Opgaven →
A – Beantwoord de volgende vragen aan de hand van het fragment over een leven met medicijnen.
(i) Hoeveel dagen heeft de ik-figuur nodig om een krant te lezen?
(ii) Naar welke muziek luistert de ik-figuur veel?
(iii) Voor welk beroep heeft de dochter een opleiding gevolgd?
B – Schrijf het fragment over een leven met medicijnen verder vanaf de laatste zin.

Ik ga om een uur of twee, half drie naar bed, en als ik dan vier of vijf uur slaap, zonder angstdromen, dan ben ik blij. Als ik 's morgens opsta, neem ik meteen weer iets in. Ik lees wat, of ik help mijn vrouw in de huishouding. Een krant lezen, daar doe ik drie of vier dagen over, ik kan me niet concentreren. Zomers ga ik vaak vissen: dat is een goede therapie, je bent buiten en je moet op je dobber letten, en dan verdwijnen al die gedachten. Verder kijk ik televisie, en ik luister veel naar jazz-muziek. Maar als ik weer een depressie heb, dan zit ik maar voor me uit te kijken. Het gaat gauw voorbij, het leven, op deze manier. Dat kan toch maar niet doorgaan zo, alsmaar die medicijnen slikken.

Mijn dochter heeft een opleiding gevolgd voor onderwijzeres, en mijn zoon studeert aan de universteit. Daar ben ik blij om, dat zij hebben wat ik gemist heb. Ik hoop en bid voor hen dat er niet opnieuw oorlog komt.

Datasetrijen →
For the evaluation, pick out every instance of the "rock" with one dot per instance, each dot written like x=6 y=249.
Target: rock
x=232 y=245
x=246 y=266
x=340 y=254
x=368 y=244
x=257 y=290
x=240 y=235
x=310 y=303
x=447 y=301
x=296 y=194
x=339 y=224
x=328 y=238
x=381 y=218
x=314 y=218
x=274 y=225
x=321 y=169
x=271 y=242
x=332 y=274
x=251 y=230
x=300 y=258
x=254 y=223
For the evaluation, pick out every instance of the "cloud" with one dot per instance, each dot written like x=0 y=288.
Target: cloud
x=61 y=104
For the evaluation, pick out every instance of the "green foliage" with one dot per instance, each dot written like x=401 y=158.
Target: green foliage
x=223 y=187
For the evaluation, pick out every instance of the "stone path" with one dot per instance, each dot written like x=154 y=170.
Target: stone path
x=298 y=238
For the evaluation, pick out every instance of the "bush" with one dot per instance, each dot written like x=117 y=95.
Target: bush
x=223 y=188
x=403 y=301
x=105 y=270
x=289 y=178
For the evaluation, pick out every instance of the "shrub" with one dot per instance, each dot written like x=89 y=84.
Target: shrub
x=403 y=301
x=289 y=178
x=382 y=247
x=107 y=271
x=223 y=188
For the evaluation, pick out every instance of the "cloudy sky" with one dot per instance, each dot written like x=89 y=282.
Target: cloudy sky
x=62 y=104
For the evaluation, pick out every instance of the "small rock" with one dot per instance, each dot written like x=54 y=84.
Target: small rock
--
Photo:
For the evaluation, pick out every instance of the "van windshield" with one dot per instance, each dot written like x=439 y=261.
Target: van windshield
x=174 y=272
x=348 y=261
* * *
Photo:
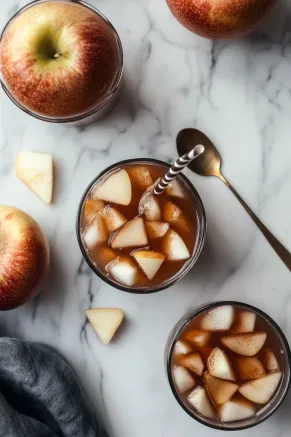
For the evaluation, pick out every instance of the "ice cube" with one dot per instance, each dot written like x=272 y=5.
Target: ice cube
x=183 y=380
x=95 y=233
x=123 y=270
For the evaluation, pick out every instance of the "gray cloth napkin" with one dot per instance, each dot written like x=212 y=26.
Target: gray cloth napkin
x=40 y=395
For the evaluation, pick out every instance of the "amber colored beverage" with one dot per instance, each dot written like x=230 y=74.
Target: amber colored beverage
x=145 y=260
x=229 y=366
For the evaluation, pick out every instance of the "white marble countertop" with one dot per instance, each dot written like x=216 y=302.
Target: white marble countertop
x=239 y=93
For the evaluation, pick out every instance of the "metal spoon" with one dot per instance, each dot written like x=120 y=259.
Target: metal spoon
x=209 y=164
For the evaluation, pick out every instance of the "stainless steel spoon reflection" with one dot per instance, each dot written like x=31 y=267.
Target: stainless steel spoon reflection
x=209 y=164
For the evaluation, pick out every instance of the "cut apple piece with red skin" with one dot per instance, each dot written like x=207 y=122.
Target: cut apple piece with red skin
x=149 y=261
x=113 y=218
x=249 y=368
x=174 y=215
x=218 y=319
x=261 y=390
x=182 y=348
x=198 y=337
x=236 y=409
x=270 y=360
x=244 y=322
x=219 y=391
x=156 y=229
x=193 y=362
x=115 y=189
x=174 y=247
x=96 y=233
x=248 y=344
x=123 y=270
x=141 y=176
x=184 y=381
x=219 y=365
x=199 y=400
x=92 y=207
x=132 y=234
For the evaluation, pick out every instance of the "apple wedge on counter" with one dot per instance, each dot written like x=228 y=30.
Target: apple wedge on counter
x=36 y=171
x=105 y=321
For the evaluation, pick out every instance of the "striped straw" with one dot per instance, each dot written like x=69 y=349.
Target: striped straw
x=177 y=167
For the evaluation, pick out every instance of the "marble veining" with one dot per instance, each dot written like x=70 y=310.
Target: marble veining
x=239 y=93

Antwoorden →
A –
(i) Drie of vier dagen.
(ii) Naar jazzmuziek.
(iii) Voor onderwijzeres.

B –
Een tijd geleden moest ik voor mijn nieren in het ziekenhuis worden opgenomen. Om één uur ’s nachts zat ik in bed met een buisje kalmerende middelen in mijn hand uitgeschud, om er eentje uit te zoeken. Er kwam een broeder langs en die zag dat, die raakte in paniek. Hij kwam met me zitten praten en de volgende dag werd ik naar huis gestuurd: ze waren kennelijk bang dat ik teveel wou innemen en ze wilden niet verantwoordelijk zijn. Ik kan me het wel voorstellen, dat ze daar bang voorwaren. Ik lag daar met vier oude mannen op de kamer, en ik begon opeens weer dingen van vroeger te zien: die mensen in de barakken in dat kamp, met die openhangende onderkaak, die niets meer konden dan sterven. Ik zag het weer voor me alsof het gisteren gebeurd was. Misschien had ik wel teveel willen slikken. Wat ze de Joden hebben aangedaan, dat kun je natuurlijk niet vergelijken met wat wij hebben meegemaakt. Maar je voelde toch ook de angst en de vernedering. Ik ben er nu nog elk uur van de dag mee bezig, steeds voel je de spanningen. Alleen als je die medicijnen slikt, voel je je soms vrij.

Kommentaar

1.    De W.U.B.O. geeft rechten aan hen die tot 27 december 1949 - de datum van de souvereiniteitsoverdracht-in Indonesië oorlogsslachtoffer werden. Uit dit interview wordt duidelijk waarom dit nodig is: voor velen heeft de Bersiap-periode grotere verschrikkingen gebracht dan de Japanse bezetting.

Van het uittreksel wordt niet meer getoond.